• _Instruções a seguir_
Escreva a continuação do texto sobre a terapia de crianças cegas na sede de Braga da Associação de Cegos e Amblíopes de Portugal, começando logo após a última frase apresentada.

Diogo (nome fictício) tem 15 meses e nasceu com um glaucoma congénito. É o mais pequeno de um grupo de 11 crianças cegas ou de baixa visão severa que estão a aprender a contactar com o mundo exterior, na sala de estimulação sensorial da sede de Braga da Associação de Cegos e Amblíopes de Portugal. Os profissionais acreditam que é possível alterar-lhes o futuro, resgatando-os a um provável isolamento.
A terapia não é só para o bebé e para as crianças (dos 0 aos 12 anos) que frequentam o espaço. Nesta faixa etária, é fulcral o envolvimento dos progenitores, para que também estes adequem os comportamentos. Segundo o psicólogo Hugo Senra, no caso dos mais pequeninos, a necessidade, até aos dois anos, de um mundo interno onde coabita com a figura maternal torna a presença da mãe "imprescindível". De resto, "até aos cinco anos, eles dificilmente aceitam submeter-se ao acompanhamento sem a mãe ou o pai", revela ainda.

• _Dados fornecidos_
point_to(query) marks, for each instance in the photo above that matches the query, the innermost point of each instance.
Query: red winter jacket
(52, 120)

• _Resultado do exercício_
Diogo é ajudado pelo psicólogo a sentir texturas e sons, através de jogos e bonecos. "Como não vê, a realidade chega-lhe fragmentada. Temos de o ajudar a estimular o tacto e a audição", explica. Através de brincadeiras e sensações tácteis, mãe e filho aprendem a conhecer-se. "É preciso recuperar o prazer da relação, livre dos medos de lidar com uma criança deficiente", acrescenta o profissional.
Os pais vivem, na maioria dos casos, uma sensação de impotência ou até ignorância. Inconscientemente, muitos acabam por maltratar, "por superprotecção ou negligência". Atitudes que podem hipotecar o futuro das crianças. "Há um jovem cego em Guimarães que passa o dia inteiro fechado no quarto, a ouvir rádio. Não sabe ler Braille ou deslocar-se sozinho", conta o presidente da ACAPO, Leonardo Silva. Os casos multiplicam-se pelo distrito. Estima-se que pelos 14 concelhos baixo-minhotos haja 613 crianças cegas e amblíopes, muitas delas "perdidas pelas aldeias". "Um outro jovem que foi estudar para Lisboa pensava que engravidava uma rapariga só por lhe dar um beijo", continua, assumindo que a falta de diálogo prejudica o desenvolvimento regular da criança.
"Aqui também se lhes ensina a distinguir o feminino e o masculino. Parece banal, mas não é. Nós sabemos que é difícil lidar com a deficiência, mas é possível garantir-lhes a autonomia", remata. Na sala de estimulação sensorial, multimodal e destinada a todas as faixas etárias, o grupo de crianças é atendido, mediante marcação. Foram sinalizadas através de colaborações informais entre ACAPO e escolas, infantários ou centros de saúde.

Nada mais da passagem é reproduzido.